= Items =

════════════════════

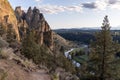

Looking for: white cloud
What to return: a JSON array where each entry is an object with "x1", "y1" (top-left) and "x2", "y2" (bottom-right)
[
  {"x1": 35, "y1": 0, "x2": 120, "y2": 14},
  {"x1": 35, "y1": 0, "x2": 41, "y2": 2},
  {"x1": 38, "y1": 5, "x2": 82, "y2": 14}
]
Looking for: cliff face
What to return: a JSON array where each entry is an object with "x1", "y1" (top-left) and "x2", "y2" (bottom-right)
[
  {"x1": 15, "y1": 6, "x2": 53, "y2": 50},
  {"x1": 0, "y1": 0, "x2": 19, "y2": 40}
]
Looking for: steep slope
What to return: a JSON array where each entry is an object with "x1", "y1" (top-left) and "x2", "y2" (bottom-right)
[
  {"x1": 0, "y1": 0, "x2": 19, "y2": 40},
  {"x1": 15, "y1": 6, "x2": 53, "y2": 50}
]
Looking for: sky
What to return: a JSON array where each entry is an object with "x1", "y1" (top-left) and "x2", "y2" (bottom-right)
[{"x1": 8, "y1": 0, "x2": 120, "y2": 29}]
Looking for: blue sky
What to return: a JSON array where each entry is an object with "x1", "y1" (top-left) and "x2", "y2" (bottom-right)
[{"x1": 9, "y1": 0, "x2": 120, "y2": 29}]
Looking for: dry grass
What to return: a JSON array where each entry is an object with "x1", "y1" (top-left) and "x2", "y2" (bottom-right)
[{"x1": 0, "y1": 48, "x2": 15, "y2": 59}]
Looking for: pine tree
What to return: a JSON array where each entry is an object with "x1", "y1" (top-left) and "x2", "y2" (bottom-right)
[
  {"x1": 89, "y1": 16, "x2": 120, "y2": 80},
  {"x1": 6, "y1": 24, "x2": 16, "y2": 44}
]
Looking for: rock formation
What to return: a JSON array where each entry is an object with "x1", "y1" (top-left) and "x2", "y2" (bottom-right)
[
  {"x1": 0, "y1": 0, "x2": 19, "y2": 41},
  {"x1": 15, "y1": 6, "x2": 53, "y2": 50}
]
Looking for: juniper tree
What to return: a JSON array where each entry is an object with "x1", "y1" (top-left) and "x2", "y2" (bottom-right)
[
  {"x1": 6, "y1": 24, "x2": 16, "y2": 44},
  {"x1": 89, "y1": 16, "x2": 120, "y2": 80}
]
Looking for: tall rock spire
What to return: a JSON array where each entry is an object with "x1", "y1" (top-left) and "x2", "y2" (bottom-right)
[{"x1": 101, "y1": 15, "x2": 110, "y2": 30}]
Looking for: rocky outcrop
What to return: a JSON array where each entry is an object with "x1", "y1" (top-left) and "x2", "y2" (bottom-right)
[
  {"x1": 15, "y1": 6, "x2": 53, "y2": 50},
  {"x1": 0, "y1": 0, "x2": 20, "y2": 41}
]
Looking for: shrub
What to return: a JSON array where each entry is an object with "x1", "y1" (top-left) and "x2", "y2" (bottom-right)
[{"x1": 0, "y1": 37, "x2": 9, "y2": 48}]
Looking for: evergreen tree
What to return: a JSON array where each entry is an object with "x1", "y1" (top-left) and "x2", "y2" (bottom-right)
[
  {"x1": 6, "y1": 24, "x2": 16, "y2": 43},
  {"x1": 89, "y1": 16, "x2": 120, "y2": 80},
  {"x1": 0, "y1": 23, "x2": 6, "y2": 36}
]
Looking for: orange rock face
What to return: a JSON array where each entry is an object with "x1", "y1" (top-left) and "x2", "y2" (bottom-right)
[
  {"x1": 0, "y1": 0, "x2": 20, "y2": 41},
  {"x1": 15, "y1": 7, "x2": 53, "y2": 50}
]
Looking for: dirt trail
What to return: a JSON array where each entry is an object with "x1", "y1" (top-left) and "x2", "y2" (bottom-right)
[{"x1": 30, "y1": 70, "x2": 51, "y2": 80}]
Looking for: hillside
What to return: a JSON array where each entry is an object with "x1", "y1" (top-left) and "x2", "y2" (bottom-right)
[
  {"x1": 0, "y1": 0, "x2": 19, "y2": 40},
  {"x1": 0, "y1": 0, "x2": 77, "y2": 80}
]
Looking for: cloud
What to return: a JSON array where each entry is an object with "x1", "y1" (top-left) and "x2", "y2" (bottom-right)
[
  {"x1": 35, "y1": 0, "x2": 41, "y2": 2},
  {"x1": 82, "y1": 0, "x2": 107, "y2": 10},
  {"x1": 35, "y1": 0, "x2": 120, "y2": 14},
  {"x1": 38, "y1": 5, "x2": 82, "y2": 14}
]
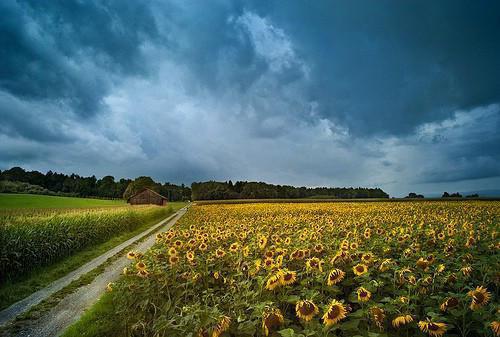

════════════════════

= Prompt =
Rescale the records starting at the line that contains "Looking for: cloud" and ending at the end of the records. Give those lines again with their requests, multiply every box coordinate in the answers by 0.4, round each result to a whole number with halves going up, and leave the pictures out.

= Solution to this exercise =
Looking for: cloud
What to return: a JSON array where each entry is an object with "x1", "y1" (top-left) and "x2", "y2" (bottom-right)
[
  {"x1": 14, "y1": 0, "x2": 16, "y2": 1},
  {"x1": 33, "y1": 0, "x2": 43, "y2": 4},
  {"x1": 14, "y1": 0, "x2": 48, "y2": 6},
  {"x1": 15, "y1": 2, "x2": 33, "y2": 6}
]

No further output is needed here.